■ **Task goal**: Rewrite the part of the material that opens with the line containing "yellow painted curb" and closes with the line containing "117 154 L 112", replacing "top-left corner" with "upper-left corner" and leaving everything else unchanged.

■ **Items from a data source**:
★ ★ ★ ★ ★
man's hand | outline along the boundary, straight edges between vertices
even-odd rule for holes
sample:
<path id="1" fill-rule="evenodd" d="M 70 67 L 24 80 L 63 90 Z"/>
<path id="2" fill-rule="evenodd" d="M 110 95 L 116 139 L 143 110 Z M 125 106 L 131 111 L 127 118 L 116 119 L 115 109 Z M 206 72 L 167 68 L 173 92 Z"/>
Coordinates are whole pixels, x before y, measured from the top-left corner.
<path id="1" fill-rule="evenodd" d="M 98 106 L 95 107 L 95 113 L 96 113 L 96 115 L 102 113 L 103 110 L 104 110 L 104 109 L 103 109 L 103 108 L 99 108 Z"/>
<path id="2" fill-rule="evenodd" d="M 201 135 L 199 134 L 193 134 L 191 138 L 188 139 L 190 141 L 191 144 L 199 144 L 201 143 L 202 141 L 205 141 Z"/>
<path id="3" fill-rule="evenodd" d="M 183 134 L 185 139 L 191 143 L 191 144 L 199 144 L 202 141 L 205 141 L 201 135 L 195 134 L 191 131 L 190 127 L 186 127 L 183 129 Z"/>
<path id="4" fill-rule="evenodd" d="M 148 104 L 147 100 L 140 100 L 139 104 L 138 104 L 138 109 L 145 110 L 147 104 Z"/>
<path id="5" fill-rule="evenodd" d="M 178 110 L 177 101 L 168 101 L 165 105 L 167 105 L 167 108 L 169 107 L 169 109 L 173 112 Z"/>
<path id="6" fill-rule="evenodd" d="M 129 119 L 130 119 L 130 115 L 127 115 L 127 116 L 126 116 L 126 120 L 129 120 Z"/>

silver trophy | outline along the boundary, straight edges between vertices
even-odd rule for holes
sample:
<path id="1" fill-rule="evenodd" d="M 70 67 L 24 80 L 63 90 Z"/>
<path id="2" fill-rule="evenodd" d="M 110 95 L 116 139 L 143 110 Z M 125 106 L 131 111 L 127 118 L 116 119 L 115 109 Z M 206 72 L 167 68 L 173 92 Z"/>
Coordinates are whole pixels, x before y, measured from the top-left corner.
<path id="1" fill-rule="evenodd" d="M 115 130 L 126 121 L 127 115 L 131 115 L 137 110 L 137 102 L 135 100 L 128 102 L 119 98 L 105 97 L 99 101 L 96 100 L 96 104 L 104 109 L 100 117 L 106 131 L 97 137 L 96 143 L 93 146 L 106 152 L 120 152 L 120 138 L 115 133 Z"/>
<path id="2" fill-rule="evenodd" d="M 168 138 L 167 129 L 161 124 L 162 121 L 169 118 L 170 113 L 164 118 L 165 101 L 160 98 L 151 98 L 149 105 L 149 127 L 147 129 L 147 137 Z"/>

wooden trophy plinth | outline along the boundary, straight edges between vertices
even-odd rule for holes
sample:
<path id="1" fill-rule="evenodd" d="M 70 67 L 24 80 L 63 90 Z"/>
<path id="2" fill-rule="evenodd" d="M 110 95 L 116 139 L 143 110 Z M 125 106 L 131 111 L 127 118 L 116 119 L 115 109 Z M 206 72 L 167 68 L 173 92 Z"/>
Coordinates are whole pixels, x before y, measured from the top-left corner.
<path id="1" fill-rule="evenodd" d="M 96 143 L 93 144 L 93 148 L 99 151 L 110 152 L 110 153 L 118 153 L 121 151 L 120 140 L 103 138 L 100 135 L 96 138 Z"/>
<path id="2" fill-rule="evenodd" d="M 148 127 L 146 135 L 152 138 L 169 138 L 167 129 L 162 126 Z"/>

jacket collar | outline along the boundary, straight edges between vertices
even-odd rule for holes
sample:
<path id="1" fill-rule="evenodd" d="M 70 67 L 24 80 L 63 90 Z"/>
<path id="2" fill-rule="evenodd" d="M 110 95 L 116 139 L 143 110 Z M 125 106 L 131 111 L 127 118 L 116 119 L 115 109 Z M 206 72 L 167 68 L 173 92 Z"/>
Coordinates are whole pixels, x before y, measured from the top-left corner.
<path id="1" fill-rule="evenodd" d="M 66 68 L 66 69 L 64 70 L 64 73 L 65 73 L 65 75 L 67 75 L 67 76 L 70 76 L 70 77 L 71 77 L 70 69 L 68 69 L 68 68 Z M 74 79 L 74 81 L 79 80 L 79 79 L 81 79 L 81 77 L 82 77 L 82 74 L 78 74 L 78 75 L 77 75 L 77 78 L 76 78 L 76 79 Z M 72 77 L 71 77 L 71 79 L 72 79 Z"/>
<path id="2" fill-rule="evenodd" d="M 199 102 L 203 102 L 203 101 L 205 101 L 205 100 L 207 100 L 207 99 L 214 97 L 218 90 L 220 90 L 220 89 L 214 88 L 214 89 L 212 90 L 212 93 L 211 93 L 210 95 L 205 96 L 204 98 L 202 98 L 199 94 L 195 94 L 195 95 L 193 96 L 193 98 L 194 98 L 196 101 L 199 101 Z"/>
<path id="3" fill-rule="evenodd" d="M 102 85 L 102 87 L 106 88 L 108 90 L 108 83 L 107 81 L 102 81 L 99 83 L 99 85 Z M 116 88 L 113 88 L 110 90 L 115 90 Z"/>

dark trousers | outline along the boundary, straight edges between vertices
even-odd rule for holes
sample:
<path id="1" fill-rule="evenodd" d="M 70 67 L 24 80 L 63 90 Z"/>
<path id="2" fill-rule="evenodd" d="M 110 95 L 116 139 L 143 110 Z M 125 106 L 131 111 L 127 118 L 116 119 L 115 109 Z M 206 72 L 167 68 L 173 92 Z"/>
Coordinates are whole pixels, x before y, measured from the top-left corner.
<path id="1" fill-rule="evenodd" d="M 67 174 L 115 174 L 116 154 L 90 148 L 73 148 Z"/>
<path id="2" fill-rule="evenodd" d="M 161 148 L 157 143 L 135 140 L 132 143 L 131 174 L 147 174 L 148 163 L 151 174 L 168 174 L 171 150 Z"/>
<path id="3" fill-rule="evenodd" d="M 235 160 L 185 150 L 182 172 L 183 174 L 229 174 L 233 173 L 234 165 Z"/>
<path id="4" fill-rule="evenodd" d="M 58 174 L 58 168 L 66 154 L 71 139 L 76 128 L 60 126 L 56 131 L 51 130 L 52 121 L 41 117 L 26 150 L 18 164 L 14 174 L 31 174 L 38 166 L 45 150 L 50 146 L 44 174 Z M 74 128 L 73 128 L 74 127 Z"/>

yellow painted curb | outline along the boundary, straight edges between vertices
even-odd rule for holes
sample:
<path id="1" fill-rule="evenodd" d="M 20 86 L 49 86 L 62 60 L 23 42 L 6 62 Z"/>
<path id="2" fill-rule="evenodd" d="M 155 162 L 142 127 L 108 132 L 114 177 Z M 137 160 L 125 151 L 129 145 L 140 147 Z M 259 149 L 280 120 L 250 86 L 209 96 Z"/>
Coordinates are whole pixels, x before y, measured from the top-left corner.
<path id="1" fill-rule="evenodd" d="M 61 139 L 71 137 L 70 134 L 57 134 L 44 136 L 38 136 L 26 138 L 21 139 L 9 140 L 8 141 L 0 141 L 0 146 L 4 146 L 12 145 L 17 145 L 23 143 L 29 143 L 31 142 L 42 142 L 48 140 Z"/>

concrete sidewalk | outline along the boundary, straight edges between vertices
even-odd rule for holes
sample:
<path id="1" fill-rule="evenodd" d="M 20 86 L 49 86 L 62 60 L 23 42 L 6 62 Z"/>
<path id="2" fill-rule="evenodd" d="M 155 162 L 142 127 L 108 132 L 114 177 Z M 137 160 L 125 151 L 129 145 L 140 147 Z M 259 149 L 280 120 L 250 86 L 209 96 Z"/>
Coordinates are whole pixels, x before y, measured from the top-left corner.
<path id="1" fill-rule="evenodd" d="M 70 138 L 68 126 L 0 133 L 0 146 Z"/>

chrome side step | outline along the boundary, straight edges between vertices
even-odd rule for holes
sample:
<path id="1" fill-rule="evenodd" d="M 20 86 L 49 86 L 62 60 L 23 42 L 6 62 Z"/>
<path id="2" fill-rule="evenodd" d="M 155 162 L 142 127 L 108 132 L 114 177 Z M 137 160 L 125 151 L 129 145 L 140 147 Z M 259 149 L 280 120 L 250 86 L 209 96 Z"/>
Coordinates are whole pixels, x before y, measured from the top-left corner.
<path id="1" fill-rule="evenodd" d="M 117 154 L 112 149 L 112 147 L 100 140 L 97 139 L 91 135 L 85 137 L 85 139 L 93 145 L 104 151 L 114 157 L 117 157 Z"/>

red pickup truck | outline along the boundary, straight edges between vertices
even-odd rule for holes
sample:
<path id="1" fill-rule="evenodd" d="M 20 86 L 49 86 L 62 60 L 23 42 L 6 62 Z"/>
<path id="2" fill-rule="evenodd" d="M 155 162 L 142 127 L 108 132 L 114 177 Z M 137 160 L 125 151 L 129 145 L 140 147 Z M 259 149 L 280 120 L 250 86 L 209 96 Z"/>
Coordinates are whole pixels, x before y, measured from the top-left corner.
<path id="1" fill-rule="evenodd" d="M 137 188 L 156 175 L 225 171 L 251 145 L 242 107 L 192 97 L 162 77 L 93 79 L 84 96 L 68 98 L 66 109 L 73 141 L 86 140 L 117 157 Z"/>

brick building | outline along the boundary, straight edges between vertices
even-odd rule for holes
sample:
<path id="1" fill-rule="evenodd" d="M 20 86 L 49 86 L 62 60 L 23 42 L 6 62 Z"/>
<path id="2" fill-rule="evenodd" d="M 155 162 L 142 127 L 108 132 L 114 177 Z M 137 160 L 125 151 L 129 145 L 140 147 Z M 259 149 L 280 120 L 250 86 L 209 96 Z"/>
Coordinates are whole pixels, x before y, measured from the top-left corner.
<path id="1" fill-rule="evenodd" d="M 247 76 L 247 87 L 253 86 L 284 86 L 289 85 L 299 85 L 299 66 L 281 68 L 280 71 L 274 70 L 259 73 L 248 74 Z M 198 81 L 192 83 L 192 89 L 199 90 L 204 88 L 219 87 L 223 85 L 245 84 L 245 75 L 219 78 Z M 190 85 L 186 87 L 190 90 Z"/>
★ ★ ★ ★ ★
■ **Solution to the problem**:
yellow painted curb | outline along the boundary, straight edges between vertices
even-odd rule for holes
sample:
<path id="1" fill-rule="evenodd" d="M 20 86 L 49 86 L 62 60 L 23 42 L 6 62 Z"/>
<path id="2" fill-rule="evenodd" d="M 155 162 L 142 127 L 108 132 L 114 177 Z M 137 160 L 125 151 L 129 145 L 140 147 Z M 259 149 L 280 120 L 250 86 L 209 96 Z"/>
Coordinates are whole pixels, x before y, measured from the upper-left corner.
<path id="1" fill-rule="evenodd" d="M 61 139 L 71 137 L 70 134 L 57 134 L 44 136 L 38 136 L 26 138 L 21 139 L 9 140 L 8 141 L 0 141 L 0 146 L 4 146 L 12 145 L 17 145 L 23 143 L 29 143 L 31 142 L 42 142 L 48 140 Z"/>

concrete sidewalk | outline along the boundary, straight edges between vertices
even-odd rule for holes
sample:
<path id="1" fill-rule="evenodd" d="M 20 86 L 49 86 L 62 60 L 23 42 L 6 62 Z"/>
<path id="2" fill-rule="evenodd" d="M 155 162 L 142 127 L 108 132 L 114 177 Z M 137 160 L 125 151 L 129 145 L 140 147 Z M 259 149 L 280 120 L 250 86 L 209 96 Z"/>
Coordinates are whole pixels, x before y, measured from the upper-left corner.
<path id="1" fill-rule="evenodd" d="M 70 138 L 68 126 L 0 133 L 0 146 Z"/>

chrome side step | outline along the boundary, straight edges between vertices
even-odd rule for holes
sample:
<path id="1" fill-rule="evenodd" d="M 20 86 L 49 86 L 62 60 L 23 42 L 6 62 Z"/>
<path id="2" fill-rule="evenodd" d="M 155 162 L 142 127 L 108 132 L 114 177 Z M 137 160 L 125 151 L 129 145 L 140 147 Z M 259 149 L 280 120 L 250 86 L 209 96 Z"/>
Coordinates are whole pixels, x before y, measured from the upper-left corner.
<path id="1" fill-rule="evenodd" d="M 117 154 L 112 149 L 112 147 L 100 140 L 97 139 L 91 135 L 85 137 L 85 139 L 93 145 L 104 151 L 114 157 L 117 157 Z"/>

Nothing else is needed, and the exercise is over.